Recorded information:

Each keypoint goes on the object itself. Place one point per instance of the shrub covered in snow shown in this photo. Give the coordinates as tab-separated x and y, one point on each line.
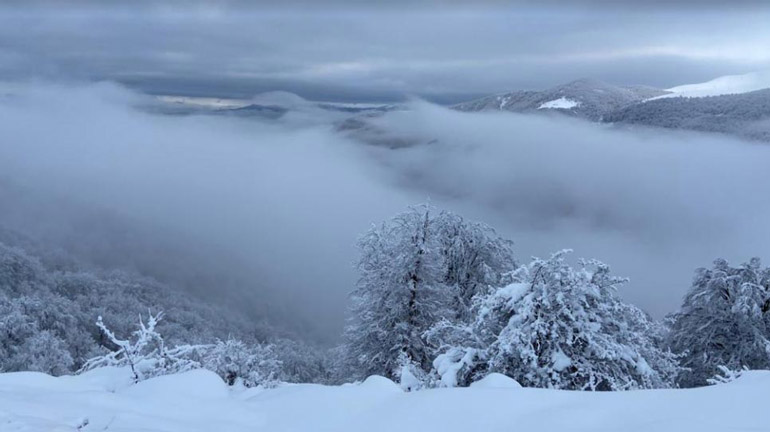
238	363
147	355
724	321
558	327
419	268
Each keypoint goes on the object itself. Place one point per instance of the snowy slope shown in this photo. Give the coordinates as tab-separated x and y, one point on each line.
561	103
199	401
730	84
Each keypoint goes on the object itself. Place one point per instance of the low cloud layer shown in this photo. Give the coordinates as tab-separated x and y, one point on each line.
360	51
277	207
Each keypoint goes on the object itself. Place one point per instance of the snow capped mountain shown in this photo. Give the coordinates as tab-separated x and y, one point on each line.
730	84
561	103
736	104
269	105
584	98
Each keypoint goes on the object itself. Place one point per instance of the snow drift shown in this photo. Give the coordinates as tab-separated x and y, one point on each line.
200	401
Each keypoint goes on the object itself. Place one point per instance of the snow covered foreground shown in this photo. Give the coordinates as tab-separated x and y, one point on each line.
199	401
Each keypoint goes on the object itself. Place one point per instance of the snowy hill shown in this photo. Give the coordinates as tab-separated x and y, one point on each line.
199	401
726	85
746	115
736	104
584	98
269	105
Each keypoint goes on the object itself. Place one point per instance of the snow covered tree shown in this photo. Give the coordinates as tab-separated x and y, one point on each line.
557	327
303	363
44	352
399	295
419	268
475	258
724	321
238	363
146	355
566	328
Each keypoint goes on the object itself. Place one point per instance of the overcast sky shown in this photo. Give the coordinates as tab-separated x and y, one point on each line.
353	50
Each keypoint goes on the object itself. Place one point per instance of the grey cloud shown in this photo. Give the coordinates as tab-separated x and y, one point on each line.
354	53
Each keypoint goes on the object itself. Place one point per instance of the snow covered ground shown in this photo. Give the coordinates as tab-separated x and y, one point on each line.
198	401
561	103
730	84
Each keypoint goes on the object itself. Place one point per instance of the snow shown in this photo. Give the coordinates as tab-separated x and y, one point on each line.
730	84
513	292
496	380
561	103
280	98
560	361
196	402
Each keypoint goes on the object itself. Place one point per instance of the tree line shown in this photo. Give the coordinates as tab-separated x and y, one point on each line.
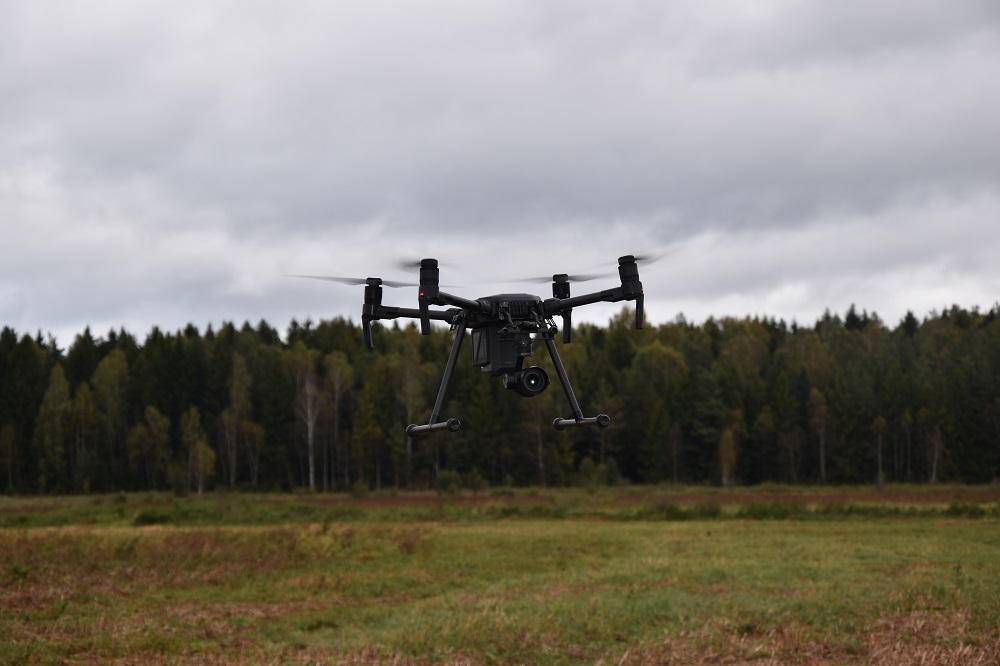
727	401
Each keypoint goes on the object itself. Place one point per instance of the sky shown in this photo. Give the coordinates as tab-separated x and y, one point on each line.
166	163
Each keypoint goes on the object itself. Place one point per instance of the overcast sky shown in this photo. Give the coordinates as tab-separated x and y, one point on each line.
165	163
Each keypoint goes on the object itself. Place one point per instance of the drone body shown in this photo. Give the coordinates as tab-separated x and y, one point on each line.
504	328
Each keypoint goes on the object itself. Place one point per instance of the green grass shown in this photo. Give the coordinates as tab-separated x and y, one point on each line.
248	579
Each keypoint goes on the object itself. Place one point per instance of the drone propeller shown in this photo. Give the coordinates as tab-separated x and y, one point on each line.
357	281
580	277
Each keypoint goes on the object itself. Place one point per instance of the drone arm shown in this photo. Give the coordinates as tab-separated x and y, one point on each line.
444	298
390	312
433	425
601	420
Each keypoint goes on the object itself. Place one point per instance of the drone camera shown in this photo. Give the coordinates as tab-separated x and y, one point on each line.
528	382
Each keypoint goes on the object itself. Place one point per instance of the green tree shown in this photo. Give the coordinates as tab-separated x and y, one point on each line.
7	449
201	458
879	428
85	426
727	457
149	446
109	384
819	420
51	433
309	400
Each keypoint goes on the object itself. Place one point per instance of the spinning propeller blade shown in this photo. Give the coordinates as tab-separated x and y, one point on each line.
355	281
580	277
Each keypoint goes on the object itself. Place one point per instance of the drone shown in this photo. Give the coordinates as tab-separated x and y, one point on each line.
504	328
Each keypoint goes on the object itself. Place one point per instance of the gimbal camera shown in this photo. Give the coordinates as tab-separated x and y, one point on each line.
504	328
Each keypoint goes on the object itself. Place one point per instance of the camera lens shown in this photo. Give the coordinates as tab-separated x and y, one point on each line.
528	382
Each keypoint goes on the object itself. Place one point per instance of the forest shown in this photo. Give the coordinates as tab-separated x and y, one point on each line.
725	402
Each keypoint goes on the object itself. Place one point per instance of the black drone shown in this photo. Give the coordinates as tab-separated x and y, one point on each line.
503	327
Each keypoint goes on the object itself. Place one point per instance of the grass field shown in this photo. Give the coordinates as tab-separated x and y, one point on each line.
628	576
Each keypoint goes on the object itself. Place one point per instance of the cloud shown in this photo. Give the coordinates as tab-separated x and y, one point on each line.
168	163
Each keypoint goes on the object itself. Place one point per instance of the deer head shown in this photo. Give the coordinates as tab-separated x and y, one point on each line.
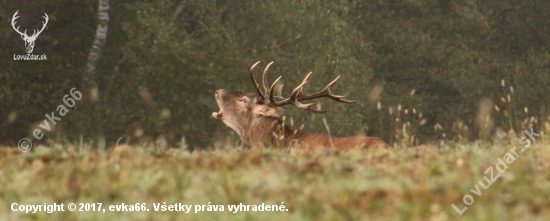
29	41
257	116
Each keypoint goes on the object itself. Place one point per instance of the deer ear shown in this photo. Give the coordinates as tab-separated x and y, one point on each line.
269	111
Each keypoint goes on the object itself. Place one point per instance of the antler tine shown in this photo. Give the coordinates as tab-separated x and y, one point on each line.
15	17
271	89
44	23
326	93
264	79
256	85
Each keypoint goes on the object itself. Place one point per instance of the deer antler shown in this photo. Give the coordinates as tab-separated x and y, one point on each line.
34	34
15	17
297	94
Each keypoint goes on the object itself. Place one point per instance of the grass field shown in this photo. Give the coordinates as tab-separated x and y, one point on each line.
419	183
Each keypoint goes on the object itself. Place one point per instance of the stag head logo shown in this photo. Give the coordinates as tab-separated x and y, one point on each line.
29	40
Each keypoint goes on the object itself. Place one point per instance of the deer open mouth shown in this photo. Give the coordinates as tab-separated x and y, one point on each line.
217	115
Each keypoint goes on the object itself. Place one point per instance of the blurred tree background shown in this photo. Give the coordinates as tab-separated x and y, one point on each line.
421	70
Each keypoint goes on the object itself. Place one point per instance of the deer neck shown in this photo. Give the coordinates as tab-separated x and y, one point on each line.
269	132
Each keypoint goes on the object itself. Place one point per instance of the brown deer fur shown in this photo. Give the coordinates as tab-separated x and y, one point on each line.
259	123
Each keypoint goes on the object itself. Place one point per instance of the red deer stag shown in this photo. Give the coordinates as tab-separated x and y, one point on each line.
257	117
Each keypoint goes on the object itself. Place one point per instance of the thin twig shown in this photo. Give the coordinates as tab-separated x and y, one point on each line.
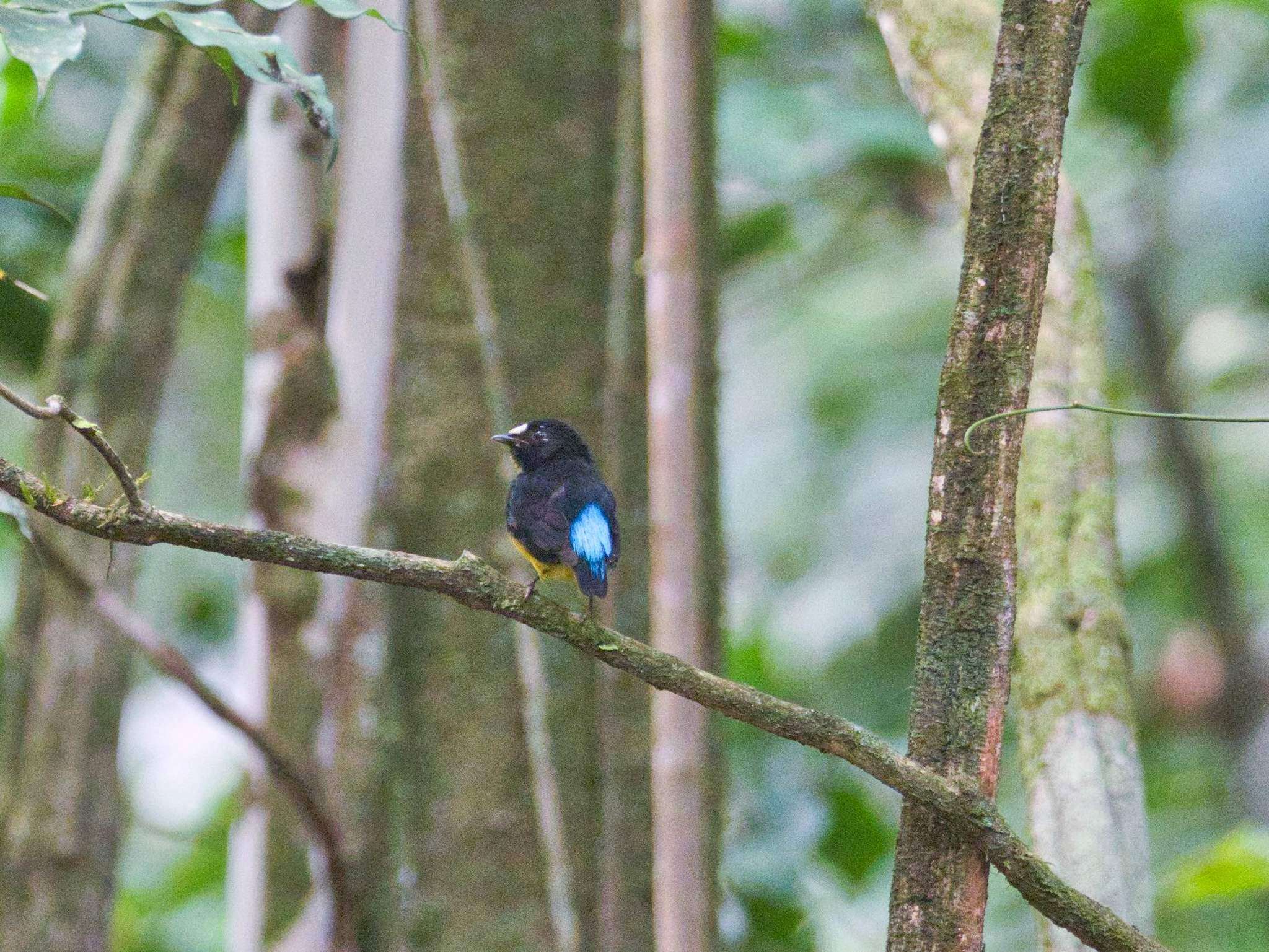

To do: What you return must match the records line for line, with the pictures left out.

Task result:
Each keypoint goes on the object itself. Place one point per instance of the shrub covered in snow shown in this photo. Give the coordinates as tab-separated x and y, one point on each line.
238	363
147	355
724	321
558	327
419	268
Each keypoint goes on the object itself. Place one point per instance of the snowy slope shown in this photo. Give the coordinates as tab-separated x and y, one point on each line.
561	103
199	401
730	84
Each keypoint goes on the object itself. Place one point per instance of the low cloud layer shown in this photo. Give the coordinates as tab-separated x and y, one point on each line.
360	51
277	207
Each keypoint goes on the object itself. Place one point per instance of the snow capped mountain shown in this photo. Give the coordinates as tab-separated x and y, one point on each line.
730	84
561	103
736	104
269	105
584	98
Each keypoint goes on the object itself. Place one point per instance of the snow drift shown in this photo. Give the coordinates as tab-separated x and y, one point on each line.
200	401
Each keypoint goes on the object itself. Place one point per instance of the snow covered foreground shown in this photo. Give the coordinates as tab-separated x and y, one point on each line.
199	401
Each keypoint goes on the object itself. Place one point per instance of the snowy hill shown in this photo. Give the coordinates as tab-separated x and y, one point on each line.
199	401
726	85
746	115
736	104
584	98
269	105
Each keypoint goes on the object itself. Place one point per instance of the snow covered tree shown in this photo. Give the coordinates as tab-separated x and y, one point on each line.
557	327
303	363
44	352
399	295
419	268
475	258
724	321
238	363
146	355
566	328
Each keypoint goes on the object itself. Place one point per instance of the overcast sky shown in this photo. Give the coordinates as tab-separated x and y, one point on each line.
353	50
Each keypoint goes on the object itself. Place one point per instance of the grey cloud shown in this photo. Give the coordinates as tab-separated x and y, one point on each line.
354	53
Each keypoint goes on the object itself. Place one point per instance of the snow covered ground shown in this photo. Give the coordinates as tab-separated x and y, one point on each line.
198	401
561	103
730	84
Each keypoint goes on the object itself. Place one point per instance of the snow shown in this photo. Give the coordinates as tab-separated x and y, one point on each line.
730	84
513	292
496	380
561	103
280	98
560	361
196	402
Each keypoint goes on the object itself. Place one point per instance of the tree line shown in this photo. Give the coordinates as tab-separated x and y, one point on each line.
727	401
Each keypoint goes on the object itself. Place one point per instance of the sky shown in this photo. Give the coordinates as tab-separated x and y, one point on each line.
166	163
Each keypoint goes on the object itself. Place one point per instance of the overcast sky shown in this photo. Give the coordinates as tab-separated x and y, one point on each line.
165	163
Each keypoint goes on the object itself. Place one point per instance of the drone body shown in this photo. Give the coordinates as tab-separated x and y, one point on each line.
504	328
Each keypoint goes on the object itself. Place one point per instance of the green grass shown in this photo. Give the coordinates as tab-separated x and y, one point on each line.
248	579
Each keypoint goes on the object itself. Place one point per instance of the drone propeller shown in this photo. Give the coordinates as tab-separated x and y, one point on each line.
357	281
580	277
Each keypoint goes on the object itself. Place one point per instance of the drone arm shown in this photo. Give the coordinates as tab-separated x and y, one point on each line.
444	298
390	312
433	425
601	420
Each keypoint goes on the object itself. Place one point per instance of the drone camera shown in this photo. Give the coordinates as tab-separated x and y, one point on each line.
528	382
Each keypoint goes on the object itself. Place one point per instance of the green tree shown in this photo. Give the coordinates as tab-separated x and y, one point on each line.
7	449
201	458
879	428
85	426
727	457
149	446
109	384
819	420
51	433
309	400
Each keypoint goes on the object itself. Place one point per instance of the spinning propeller blade shown in this photo. Give the coordinates as tab-separated x and y, one point on each line.
355	281
580	277
Each keypoint goes on the object itself. Place one point per instance of the drone shown in this photo. Give the coordinates as tab-separated x and y, one point on each line.
504	328
Each keypoint goes on the object itself. Place one point per instance of the gimbal camera shown in this photo. Give the coordinates as tab-separated x and y, one point on each line.
504	328
Each keypoint goes on the object itself. Place one point per instance of the camera lens shown in this photo. Give the coordinates as tab-separated x and y, one point on each line.
528	382
Each keypoint goes on the object itself. Place one point per instance of the forest shown in this photo. Give the coordinates as tab-separated x and y, one point on each line.
725	402
Each keypoint goes on the object itself. Place one point per instance of the black drone shown in this photo. Give the coordinates as tab-separated x and y, one point on each line.
503	327
Each keypoint goes on the object itself. Place one point per instance of the grass field shown in this photo. Give the coordinates as tab-separated x and y, one point on each line.
628	576
Each keypoint goes on the object itself. Place one point per instance of the cloud shown in this photo. Give the coordinates as tab-separated x and y, one point on each line.
168	163
Each keypoint goes on the object itself. Place one point per instance of the deer head shown in this photo. Give the coordinates as tab-separated x and y, one point on each line.
29	41
257	116
Each keypoint goes on the object itself. Place one point per instance of the deer ear shown in this photo. Give the coordinates as tab-separated x and y, one point on each line.
269	111
Each keypoint goes on the object itself. Place one point per instance of the antler tine shown in this photo. Give the coordinates as tab-separated x and y, one point on each line.
15	17
271	89
44	23
326	93
264	79
256	85
Each keypoint goes on the object itself. Place one point per instance of the deer antler shown in this photo. Give the coordinates as tab-separated x and y, one point on each line.
34	34
15	17
297	94
Each keypoint goes on the object itself. Place one point per instance of the grass field shown in this photo. Give the coordinates as tab-separated x and y, one point on each line.
419	183
Each keypoint goes on the object itself. Place one point per instance of the stag head logo shown in this photo. Give the coordinates as tab-separated x and y, one point on each line.
29	40
Each keypoint goes on the object itself. Place one point per instance of the deer open mouth shown in this photo. Give the coordinates as tab-separated x and y, one point on each line.
217	115
Each keypoint goes on the object itself. Place one point per instance of the blurred tree background shown in this photo. Give the coordinates as tab-separated x and y, one point on each line.
421	70
Each keypoint goes on the object itself. Place one point per instance of the deer neck shown in this photo. Give the coordinates as tab-separated x and y, one point on each line.
269	132
Each keypoint goes on the object itself. Place one point per instance of the brown deer fur shown in this photo. Give the coordinates as tab-separated x and y, one point on each line.
259	123
Each keypoint goes on the object itself. Place one point per instance of the red deer stag shown in this photo. Give the coordinates as tab-separated x and y, one point on each line.
257	117
Each keypoint goes on the object itself. Place one point per instance of the thin twig shown in this photo. Give the coordinates as tab-separated x and y, one point on each line.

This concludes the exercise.